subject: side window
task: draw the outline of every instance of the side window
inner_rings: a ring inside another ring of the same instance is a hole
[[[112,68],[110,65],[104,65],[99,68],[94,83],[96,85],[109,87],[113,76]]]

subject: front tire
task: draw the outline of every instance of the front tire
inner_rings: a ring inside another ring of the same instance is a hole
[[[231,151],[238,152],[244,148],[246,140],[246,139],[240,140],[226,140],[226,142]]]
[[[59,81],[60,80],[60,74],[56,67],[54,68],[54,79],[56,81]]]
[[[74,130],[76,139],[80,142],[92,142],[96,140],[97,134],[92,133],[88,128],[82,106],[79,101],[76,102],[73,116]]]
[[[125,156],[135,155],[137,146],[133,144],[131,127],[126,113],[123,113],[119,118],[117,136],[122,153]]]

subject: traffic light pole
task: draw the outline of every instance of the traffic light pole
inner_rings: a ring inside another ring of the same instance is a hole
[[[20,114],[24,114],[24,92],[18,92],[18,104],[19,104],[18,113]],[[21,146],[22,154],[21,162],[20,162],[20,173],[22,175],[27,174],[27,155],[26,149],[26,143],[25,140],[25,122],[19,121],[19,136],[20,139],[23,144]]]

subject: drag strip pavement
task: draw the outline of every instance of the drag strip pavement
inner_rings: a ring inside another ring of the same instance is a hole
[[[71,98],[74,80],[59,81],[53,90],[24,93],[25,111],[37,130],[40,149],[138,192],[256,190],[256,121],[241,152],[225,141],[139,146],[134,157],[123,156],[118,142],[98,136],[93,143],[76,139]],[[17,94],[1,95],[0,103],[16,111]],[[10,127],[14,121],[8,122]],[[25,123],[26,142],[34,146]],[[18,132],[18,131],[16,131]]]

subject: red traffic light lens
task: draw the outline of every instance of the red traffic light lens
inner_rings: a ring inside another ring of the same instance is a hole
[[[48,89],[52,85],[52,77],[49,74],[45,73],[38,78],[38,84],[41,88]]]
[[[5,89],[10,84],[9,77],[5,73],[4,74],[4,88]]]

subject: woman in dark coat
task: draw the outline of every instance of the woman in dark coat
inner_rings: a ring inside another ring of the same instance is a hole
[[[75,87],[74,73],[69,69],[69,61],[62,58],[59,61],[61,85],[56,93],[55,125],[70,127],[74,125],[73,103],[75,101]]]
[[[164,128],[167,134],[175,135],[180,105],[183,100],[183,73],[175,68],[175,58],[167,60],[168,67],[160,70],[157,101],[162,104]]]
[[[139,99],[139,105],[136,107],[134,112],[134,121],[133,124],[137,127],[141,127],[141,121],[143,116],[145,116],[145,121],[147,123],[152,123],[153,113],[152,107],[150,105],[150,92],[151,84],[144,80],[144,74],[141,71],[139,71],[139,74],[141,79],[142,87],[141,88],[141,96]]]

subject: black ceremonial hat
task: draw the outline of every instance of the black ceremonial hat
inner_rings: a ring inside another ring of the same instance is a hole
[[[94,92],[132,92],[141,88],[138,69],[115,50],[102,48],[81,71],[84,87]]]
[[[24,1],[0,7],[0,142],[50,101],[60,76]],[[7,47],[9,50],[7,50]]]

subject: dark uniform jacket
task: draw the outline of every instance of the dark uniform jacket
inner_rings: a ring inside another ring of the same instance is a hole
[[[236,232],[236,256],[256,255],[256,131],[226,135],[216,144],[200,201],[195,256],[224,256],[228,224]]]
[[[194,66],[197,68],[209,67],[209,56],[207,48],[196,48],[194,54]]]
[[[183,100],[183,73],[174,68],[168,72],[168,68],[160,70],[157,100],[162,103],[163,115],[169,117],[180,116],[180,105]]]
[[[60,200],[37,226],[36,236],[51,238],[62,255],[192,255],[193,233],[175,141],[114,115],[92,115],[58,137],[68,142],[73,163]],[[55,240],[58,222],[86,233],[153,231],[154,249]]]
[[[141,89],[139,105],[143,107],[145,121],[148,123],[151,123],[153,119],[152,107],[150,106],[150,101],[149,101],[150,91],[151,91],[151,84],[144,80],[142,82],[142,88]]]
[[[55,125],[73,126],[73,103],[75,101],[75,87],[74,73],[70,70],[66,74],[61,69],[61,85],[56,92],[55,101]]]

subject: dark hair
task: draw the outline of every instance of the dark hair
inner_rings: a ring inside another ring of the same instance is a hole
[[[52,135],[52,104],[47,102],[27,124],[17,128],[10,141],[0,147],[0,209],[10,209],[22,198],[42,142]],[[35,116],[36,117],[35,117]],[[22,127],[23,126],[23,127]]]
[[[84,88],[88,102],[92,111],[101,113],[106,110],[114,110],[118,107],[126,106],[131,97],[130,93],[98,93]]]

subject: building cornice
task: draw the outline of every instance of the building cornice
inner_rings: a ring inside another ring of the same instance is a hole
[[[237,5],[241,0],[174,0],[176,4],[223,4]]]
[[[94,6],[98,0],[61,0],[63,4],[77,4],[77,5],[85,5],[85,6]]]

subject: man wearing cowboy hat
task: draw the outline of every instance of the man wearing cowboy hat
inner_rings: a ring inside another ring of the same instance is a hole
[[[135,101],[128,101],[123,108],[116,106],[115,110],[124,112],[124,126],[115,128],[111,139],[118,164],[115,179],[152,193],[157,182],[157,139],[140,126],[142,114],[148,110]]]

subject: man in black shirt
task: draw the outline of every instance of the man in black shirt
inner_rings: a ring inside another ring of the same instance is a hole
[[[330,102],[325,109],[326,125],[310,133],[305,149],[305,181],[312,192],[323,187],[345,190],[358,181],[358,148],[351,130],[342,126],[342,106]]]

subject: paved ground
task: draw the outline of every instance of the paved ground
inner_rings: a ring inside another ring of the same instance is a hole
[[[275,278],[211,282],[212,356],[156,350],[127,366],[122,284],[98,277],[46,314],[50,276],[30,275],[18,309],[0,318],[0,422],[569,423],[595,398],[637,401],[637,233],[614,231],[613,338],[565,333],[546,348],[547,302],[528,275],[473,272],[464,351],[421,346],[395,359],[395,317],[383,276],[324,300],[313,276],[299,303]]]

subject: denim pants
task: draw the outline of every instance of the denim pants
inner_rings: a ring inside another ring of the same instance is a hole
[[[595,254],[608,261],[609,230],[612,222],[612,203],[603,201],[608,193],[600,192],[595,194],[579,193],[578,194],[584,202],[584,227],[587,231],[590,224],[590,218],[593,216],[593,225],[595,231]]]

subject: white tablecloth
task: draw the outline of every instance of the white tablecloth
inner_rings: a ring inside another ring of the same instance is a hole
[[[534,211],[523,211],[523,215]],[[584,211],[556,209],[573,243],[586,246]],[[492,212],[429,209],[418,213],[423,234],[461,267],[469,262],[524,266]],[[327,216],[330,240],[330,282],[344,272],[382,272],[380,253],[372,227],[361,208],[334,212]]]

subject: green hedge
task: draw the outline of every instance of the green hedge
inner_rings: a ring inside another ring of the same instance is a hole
══════════════════════════════
Please format every line of the material above as a Markdown table with the columns "No." and "Line", numbering the rows and leaving out blank lines.

_PROBLEM SOLUTION_.
| No. | Line |
|---|---|
| 1 | subject: side window |
| 2 | task: draw the outline of every instance of the side window |
| 3 | inner_rings: a ring inside another ring of the same instance is a hole |
| 4 | [[[112,68],[110,65],[104,65],[99,68],[94,83],[96,85],[109,87],[113,76]]] |
| 5 | subject: front tire |
| 6 | task: draw the outline of every instance of the front tire |
| 7 | inner_rings: a ring inside another ring of the same instance is a hole |
| 8 | [[[231,151],[238,152],[244,148],[246,140],[246,139],[240,140],[226,140],[226,142]]] |
| 9 | [[[59,81],[60,80],[60,74],[56,67],[54,68],[54,79],[56,81]]] |
| 10 | [[[74,130],[76,139],[80,142],[92,142],[96,140],[97,134],[92,133],[88,128],[82,106],[79,101],[76,102],[73,116]]] |
| 11 | [[[125,156],[135,155],[137,146],[133,144],[131,127],[126,113],[123,113],[119,118],[117,136],[122,153]]] |
| 12 | subject: traffic light pole |
| 13 | task: draw the outline of every instance of the traffic light pole |
| 14 | inner_rings: a ring inside another ring of the same instance is a hole |
| 15 | [[[20,114],[24,114],[24,92],[18,92],[18,104],[19,104],[18,113]],[[21,146],[22,154],[21,162],[20,162],[20,173],[22,175],[27,174],[27,155],[26,149],[26,143],[25,140],[25,122],[19,121],[19,136],[20,139],[23,144]]] |
| 16 | subject: drag strip pavement |
| 17 | task: draw the outline of every instance of the drag strip pavement |
| 18 | inner_rings: a ring inside another ring of the same instance is a hole |
| 19 | [[[71,98],[74,80],[59,81],[53,90],[24,93],[25,111],[37,130],[40,149],[138,192],[256,190],[256,121],[241,152],[225,141],[139,146],[134,157],[123,156],[118,142],[98,136],[93,143],[76,139]],[[17,94],[1,95],[0,103],[16,111]],[[10,127],[14,121],[8,122]],[[25,123],[26,142],[34,146]],[[18,132],[18,131],[16,131]]] |
| 20 | subject: red traffic light lens |
| 21 | task: draw the outline of every instance of the red traffic light lens |
| 22 | inner_rings: a ring inside another ring of the same instance is a hole |
| 23 | [[[48,89],[52,85],[52,77],[49,74],[45,73],[38,78],[38,84],[41,88]]] |
| 24 | [[[5,89],[10,84],[9,77],[5,73],[4,74],[4,88]]] |
| 25 | subject: woman in dark coat |
| 26 | task: draw the outline of every instance of the woman in dark coat |
| 27 | inner_rings: a ring inside another ring of the same instance is a hole |
| 28 | [[[75,87],[74,73],[69,69],[69,61],[62,58],[59,61],[61,85],[56,93],[55,125],[70,127],[74,125],[73,103],[75,101]]] |
| 29 | [[[164,128],[167,134],[175,135],[180,105],[183,100],[183,73],[175,68],[175,58],[167,60],[168,67],[160,70],[157,101],[162,104]]] |
| 30 | [[[139,99],[139,105],[136,107],[134,112],[134,121],[133,124],[137,127],[141,127],[141,121],[143,116],[145,116],[145,121],[147,123],[152,123],[153,113],[152,107],[150,105],[150,92],[151,84],[144,80],[144,74],[141,71],[139,71],[139,74],[141,79],[142,87],[141,88],[141,96]]] |
| 31 | subject: black ceremonial hat |
| 32 | task: draw the outline of every instance of the black ceremonial hat |
| 33 | inner_rings: a ring inside another ring of the same instance is a hole |
| 34 | [[[94,92],[132,92],[141,88],[138,69],[115,50],[102,48],[81,71],[84,87]]] |
| 35 | [[[24,1],[0,7],[0,142],[50,101],[60,76]],[[7,47],[9,50],[7,50]]] |
| 36 | subject: dark uniform jacket |
| 37 | task: draw the outline of every instance of the dark uniform jacket |
| 38 | inner_rings: a ring inside another ring of the same instance is a hole |
| 39 | [[[236,232],[236,256],[256,255],[256,131],[226,135],[216,144],[200,201],[195,256],[224,256],[228,224]]] |
| 40 | [[[194,66],[197,68],[209,67],[209,56],[207,48],[196,48],[194,54]]] |
| 41 | [[[183,100],[183,73],[174,68],[168,72],[168,68],[160,70],[157,100],[162,103],[163,115],[169,117],[180,116],[180,105]]] |
| 42 | [[[60,200],[37,226],[36,236],[51,238],[62,255],[192,255],[193,233],[175,141],[114,115],[92,115],[58,137],[68,142],[73,163]],[[55,240],[58,222],[86,233],[153,231],[154,249]]] |
| 43 | [[[141,89],[139,105],[143,107],[145,121],[148,123],[151,123],[153,119],[152,107],[150,106],[150,101],[149,101],[150,91],[151,91],[151,84],[144,80],[142,82],[142,88]]] |
| 44 | [[[55,125],[73,126],[73,103],[75,101],[75,87],[74,73],[70,70],[66,74],[61,69],[61,85],[56,92],[55,101]]] |
| 45 | subject: dark hair |
| 46 | task: draw the outline of every instance of the dark hair |
| 47 | inner_rings: a ring inside another ring of the same instance is a hole |
| 48 | [[[52,135],[52,104],[47,102],[27,124],[17,128],[10,141],[0,147],[0,209],[10,209],[22,198],[42,142]],[[35,116],[36,117],[35,117]],[[22,127],[23,126],[23,127]]] |
| 49 | [[[84,88],[88,102],[92,111],[101,113],[106,110],[114,110],[118,107],[126,106],[131,97],[130,93],[98,93]]] |
| 50 | subject: building cornice |
| 51 | task: draw the outline of every instance of the building cornice |
| 52 | inner_rings: a ring inside another ring of the same instance is a hole |
| 53 | [[[237,5],[241,0],[174,0],[176,4],[223,4]]] |
| 54 | [[[94,6],[98,0],[61,0],[63,4],[77,4],[77,5],[85,5],[85,6]]] |
| 55 | subject: man wearing cowboy hat |
| 56 | task: draw the outline of every instance of the man wearing cowboy hat |
| 57 | inner_rings: a ring inside another ring of the same instance is a hole |
| 58 | [[[135,101],[128,101],[123,108],[116,106],[115,110],[124,112],[124,126],[115,128],[111,139],[118,164],[115,179],[152,193],[157,182],[157,139],[140,126],[142,114],[148,110]]] |
| 59 | subject: man in black shirt |
| 60 | task: draw the outline of every instance of the man in black shirt |
| 61 | inner_rings: a ring inside another ring of the same instance is a hole |
| 62 | [[[330,102],[325,109],[326,125],[310,133],[305,149],[305,181],[312,192],[323,187],[345,190],[358,181],[358,148],[351,130],[342,126],[342,106]]] |
| 63 | subject: paved ground |
| 64 | task: draw the outline of every instance of the paved ground |
| 65 | inner_rings: a ring inside another ring of the same instance is a hole |
| 66 | [[[275,278],[211,282],[212,356],[156,350],[127,366],[122,284],[98,277],[46,314],[50,276],[30,275],[18,309],[0,318],[0,422],[569,423],[595,398],[637,401],[637,233],[614,231],[613,338],[565,333],[546,348],[547,302],[528,275],[473,272],[464,351],[421,346],[395,359],[395,317],[383,276],[324,300],[313,276],[299,303]]] |
| 67 | subject: denim pants |
| 68 | task: draw the outline of every instance of the denim pants |
| 69 | inner_rings: a ring inside another ring of the same instance is a hole |
| 70 | [[[595,254],[608,261],[609,230],[612,222],[612,203],[603,201],[608,193],[600,192],[595,194],[579,193],[578,194],[584,202],[584,227],[587,231],[590,224],[590,218],[593,216],[593,225],[595,231]]] |
| 71 | subject: white tablecloth |
| 72 | task: draw the outline of every instance of the white tablecloth |
| 73 | inner_rings: a ring inside another ring of the same instance is a hole |
| 74 | [[[534,211],[523,211],[523,215]],[[584,211],[556,209],[573,243],[586,246]],[[492,212],[429,209],[418,213],[423,234],[461,267],[469,262],[524,266]],[[327,216],[330,240],[330,282],[344,272],[382,272],[380,253],[372,227],[361,208],[334,212]]] |
| 75 | subject: green hedge |
| 76 | task: draw the outline of every instance of the green hedge |
| 77 | inner_rings: a ring inside another ring of the same instance is a hole |